TASK DIRECTIONS
Each record must be printed again exactly as given.

EXERCISE DATA
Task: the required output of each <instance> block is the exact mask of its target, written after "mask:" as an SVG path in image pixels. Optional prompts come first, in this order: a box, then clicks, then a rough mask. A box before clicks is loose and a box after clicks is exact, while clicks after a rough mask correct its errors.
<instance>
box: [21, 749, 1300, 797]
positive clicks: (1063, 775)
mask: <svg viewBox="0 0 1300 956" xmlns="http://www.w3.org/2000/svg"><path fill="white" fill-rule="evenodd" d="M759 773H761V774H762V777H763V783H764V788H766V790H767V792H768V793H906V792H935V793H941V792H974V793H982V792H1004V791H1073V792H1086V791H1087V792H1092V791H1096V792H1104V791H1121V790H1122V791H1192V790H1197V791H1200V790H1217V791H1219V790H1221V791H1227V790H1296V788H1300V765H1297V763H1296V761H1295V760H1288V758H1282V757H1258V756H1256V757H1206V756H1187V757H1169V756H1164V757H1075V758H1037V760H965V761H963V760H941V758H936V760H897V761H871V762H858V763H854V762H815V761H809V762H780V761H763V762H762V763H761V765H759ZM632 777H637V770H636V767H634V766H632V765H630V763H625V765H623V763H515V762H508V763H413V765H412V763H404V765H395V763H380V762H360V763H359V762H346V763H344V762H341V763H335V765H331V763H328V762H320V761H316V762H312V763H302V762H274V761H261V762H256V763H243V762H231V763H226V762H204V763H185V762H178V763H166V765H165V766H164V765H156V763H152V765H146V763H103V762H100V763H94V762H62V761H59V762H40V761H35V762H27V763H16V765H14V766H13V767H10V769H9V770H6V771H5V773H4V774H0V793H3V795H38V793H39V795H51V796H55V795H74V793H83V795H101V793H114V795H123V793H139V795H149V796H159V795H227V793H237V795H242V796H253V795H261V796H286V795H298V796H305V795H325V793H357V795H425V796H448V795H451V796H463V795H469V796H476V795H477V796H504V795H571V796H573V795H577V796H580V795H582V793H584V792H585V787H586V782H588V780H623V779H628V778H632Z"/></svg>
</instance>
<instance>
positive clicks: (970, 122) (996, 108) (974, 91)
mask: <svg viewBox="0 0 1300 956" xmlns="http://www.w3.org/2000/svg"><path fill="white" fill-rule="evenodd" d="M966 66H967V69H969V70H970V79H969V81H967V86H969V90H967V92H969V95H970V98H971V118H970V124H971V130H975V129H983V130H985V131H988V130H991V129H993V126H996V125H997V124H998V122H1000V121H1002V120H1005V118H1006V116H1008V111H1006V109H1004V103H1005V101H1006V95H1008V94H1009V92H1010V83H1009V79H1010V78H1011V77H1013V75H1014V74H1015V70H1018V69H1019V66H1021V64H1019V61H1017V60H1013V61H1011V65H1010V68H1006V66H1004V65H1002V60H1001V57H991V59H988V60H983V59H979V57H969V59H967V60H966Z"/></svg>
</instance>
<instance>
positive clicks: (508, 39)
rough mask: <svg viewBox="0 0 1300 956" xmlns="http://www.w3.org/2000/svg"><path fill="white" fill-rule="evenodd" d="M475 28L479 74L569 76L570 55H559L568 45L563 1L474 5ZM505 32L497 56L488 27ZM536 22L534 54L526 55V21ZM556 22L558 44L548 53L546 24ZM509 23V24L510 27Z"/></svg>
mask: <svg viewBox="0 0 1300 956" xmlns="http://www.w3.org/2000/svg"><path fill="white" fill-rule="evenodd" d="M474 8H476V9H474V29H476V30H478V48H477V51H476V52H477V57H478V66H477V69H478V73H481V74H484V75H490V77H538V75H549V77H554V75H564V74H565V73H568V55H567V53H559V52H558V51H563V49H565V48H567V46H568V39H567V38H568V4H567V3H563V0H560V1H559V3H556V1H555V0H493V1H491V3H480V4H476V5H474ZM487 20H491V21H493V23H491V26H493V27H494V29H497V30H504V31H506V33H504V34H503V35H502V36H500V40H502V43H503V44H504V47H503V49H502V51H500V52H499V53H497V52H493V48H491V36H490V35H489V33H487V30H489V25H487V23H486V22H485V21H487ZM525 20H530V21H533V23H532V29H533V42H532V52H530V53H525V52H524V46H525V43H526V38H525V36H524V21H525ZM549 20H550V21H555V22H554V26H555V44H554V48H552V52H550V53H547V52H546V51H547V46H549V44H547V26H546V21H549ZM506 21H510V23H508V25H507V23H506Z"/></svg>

RESULT OF THIS EXERCISE
Task: the required output of each <instance> block is the exact mask of its target, written after "mask:" as an SVG path in image pixels. Optional prompts come first, in this order: a box, then clicks, then a rough mask. A box before clicks is loose and a box after clicks is exact, while clicks after a rough mask correct its errors.
<instance>
box: [21, 749, 1300, 797]
positive clicks: (1063, 775)
mask: <svg viewBox="0 0 1300 956" xmlns="http://www.w3.org/2000/svg"><path fill="white" fill-rule="evenodd" d="M759 773H761V774H762V777H763V783H764V788H766V790H767V792H768V793H906V792H935V793H941V792H974V793H982V792H1004V791H1073V792H1086V791H1087V792H1092V791H1096V792H1104V791H1121V790H1122V791H1192V790H1197V791H1200V790H1217V791H1219V790H1221V791H1227V790H1296V788H1300V765H1297V763H1296V761H1295V760H1288V758H1282V757H1258V756H1256V757H1206V756H1187V757H1169V756H1164V757H1075V758H1037V760H965V761H963V760H941V758H936V760H897V761H871V762H858V763H854V762H815V761H809V762H780V761H763V762H762V763H761V765H759ZM632 777H637V770H636V767H634V766H632V765H630V763H625V765H623V763H515V762H508V763H413V765H412V763H404V765H395V763H380V762H360V763H359V762H346V763H344V762H341V763H335V765H331V763H328V762H320V761H316V762H312V763H302V762H274V761H261V762H256V763H243V762H231V763H226V762H204V763H185V762H178V763H166V765H165V766H164V765H156V763H152V765H146V763H103V762H100V763H94V762H62V761H59V762H40V761H35V762H27V763H16V765H14V766H13V767H10V769H9V770H6V771H5V773H4V774H0V793H3V795H38V793H39V795H51V796H55V795H74V793H83V795H101V793H114V795H123V793H139V795H149V796H159V795H227V793H237V795H242V796H253V795H261V796H286V795H298V796H305V795H325V793H357V795H425V796H448V795H451V796H463V795H469V796H476V795H477V796H504V795H571V796H573V795H577V796H580V795H582V793H584V792H585V787H586V782H588V780H623V779H628V778H632Z"/></svg>
</instance>
<instance>
positive clicks: (970, 122) (996, 108) (974, 91)
mask: <svg viewBox="0 0 1300 956" xmlns="http://www.w3.org/2000/svg"><path fill="white" fill-rule="evenodd" d="M966 66H967V69H969V70H970V79H969V81H967V86H969V90H967V92H969V95H970V98H971V118H970V124H971V130H975V129H983V130H985V131H988V130H991V129H993V126H996V125H997V124H998V122H1000V121H1002V120H1005V118H1006V116H1008V111H1006V109H1004V103H1005V101H1006V95H1008V94H1009V92H1010V83H1009V79H1010V78H1011V77H1013V75H1014V74H1015V70H1018V69H1019V66H1021V64H1019V61H1017V60H1013V61H1011V65H1010V68H1006V66H1004V65H1002V60H1001V57H991V59H988V60H983V59H979V57H969V59H967V60H966Z"/></svg>
</instance>
<instance>
positive clicks: (508, 39)
rough mask: <svg viewBox="0 0 1300 956" xmlns="http://www.w3.org/2000/svg"><path fill="white" fill-rule="evenodd" d="M475 28L479 74L569 76L570 55H559L568 45L563 1L474 5ZM505 32L497 56L488 27ZM536 22L534 54L526 55V21ZM556 22L558 44L548 53L546 24ZM509 23V24L510 27Z"/></svg>
mask: <svg viewBox="0 0 1300 956" xmlns="http://www.w3.org/2000/svg"><path fill="white" fill-rule="evenodd" d="M474 8H476V9H474V29H476V30H478V48H477V51H476V52H477V57H478V66H477V69H478V73H481V74H484V75H490V77H538V75H549V77H554V75H564V74H565V73H568V55H567V53H559V52H558V51H563V49H565V48H567V46H568V39H567V38H568V4H567V3H563V0H560V1H559V3H556V1H555V0H493V1H491V3H480V4H476V5H474ZM487 20H491V21H493V23H491V26H493V27H494V29H497V30H504V31H506V33H504V34H503V35H502V36H500V40H502V43H503V44H504V47H503V49H502V51H500V52H499V53H497V52H493V48H491V36H490V35H489V33H487V30H489V25H487V23H486V22H485V21H487ZM525 20H530V21H533V23H532V29H533V42H532V52H530V53H525V52H524V46H525V43H526V38H525V36H524V21H525ZM549 20H550V21H555V22H554V26H555V44H554V48H552V52H550V53H547V52H546V51H547V46H549V44H547V26H546V21H549ZM506 21H510V23H508V25H507V23H506Z"/></svg>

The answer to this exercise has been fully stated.